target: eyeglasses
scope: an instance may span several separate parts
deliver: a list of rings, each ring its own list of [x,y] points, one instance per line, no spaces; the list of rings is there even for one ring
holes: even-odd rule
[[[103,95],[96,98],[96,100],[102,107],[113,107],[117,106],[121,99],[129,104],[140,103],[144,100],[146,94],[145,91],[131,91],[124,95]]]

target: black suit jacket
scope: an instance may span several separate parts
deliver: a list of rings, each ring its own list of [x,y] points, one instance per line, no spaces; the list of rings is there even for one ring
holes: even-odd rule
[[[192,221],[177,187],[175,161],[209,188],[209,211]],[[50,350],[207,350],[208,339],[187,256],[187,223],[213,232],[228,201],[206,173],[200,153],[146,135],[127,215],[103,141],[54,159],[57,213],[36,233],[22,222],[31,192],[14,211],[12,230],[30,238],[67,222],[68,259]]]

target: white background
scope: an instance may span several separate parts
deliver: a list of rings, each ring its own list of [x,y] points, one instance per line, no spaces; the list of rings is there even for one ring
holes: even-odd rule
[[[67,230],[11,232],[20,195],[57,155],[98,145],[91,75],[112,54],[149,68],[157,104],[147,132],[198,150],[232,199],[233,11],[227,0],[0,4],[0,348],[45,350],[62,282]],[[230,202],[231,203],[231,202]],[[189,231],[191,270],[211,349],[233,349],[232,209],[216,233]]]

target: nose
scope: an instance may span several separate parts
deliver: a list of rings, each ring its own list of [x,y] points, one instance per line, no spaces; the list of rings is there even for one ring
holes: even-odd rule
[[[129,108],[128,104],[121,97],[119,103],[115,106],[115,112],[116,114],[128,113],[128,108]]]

· · · ·

• _Try it_
Every line of the material is to be set down again verbatim.

• _Expected answer_
target: eyeglasses
scope: an instance may span several separate parts
deliver: a list of rings, each ring its own list of [x,y] points, one instance per line, no spaces; the list of rings is there even for one ring
holes: even-odd rule
[[[103,95],[96,98],[96,100],[102,107],[113,107],[117,106],[121,99],[129,104],[140,103],[144,100],[146,94],[145,91],[131,91],[124,95]]]

target: black suit jacket
scope: an instance may span several separate parts
deliver: a list of rings, each ring its own list of [x,y] points, one instance per line, no spaces; the list of rings is there even for one ring
holes: even-odd rule
[[[192,221],[177,187],[175,161],[209,188],[209,211]],[[50,350],[207,350],[208,339],[187,256],[187,223],[213,232],[228,201],[206,173],[200,153],[146,135],[127,215],[103,141],[54,159],[57,213],[36,233],[22,222],[31,192],[14,211],[12,230],[30,238],[67,222],[68,259]]]

target: white background
scope: an instance may span several separate parts
deliver: a list of rings, each ring its own list of [x,y] points, one instance per line, no spaces; the list of rings is there even for one ring
holes: even-odd rule
[[[67,230],[11,232],[20,195],[57,155],[98,145],[91,75],[112,54],[149,68],[157,104],[147,132],[198,150],[232,199],[233,11],[227,0],[0,4],[0,348],[45,350],[62,282]],[[230,202],[231,203],[231,202]],[[189,231],[191,270],[211,349],[233,349],[232,209],[216,233]]]

target: nose
scope: an instance may span several separate parts
deliver: a list of rings, each ring its own list of [x,y] points, one instance per line, no spaces; the list of rings is there even for one ring
holes: even-odd rule
[[[129,108],[128,104],[121,97],[119,103],[115,106],[115,112],[116,114],[128,113],[128,108]]]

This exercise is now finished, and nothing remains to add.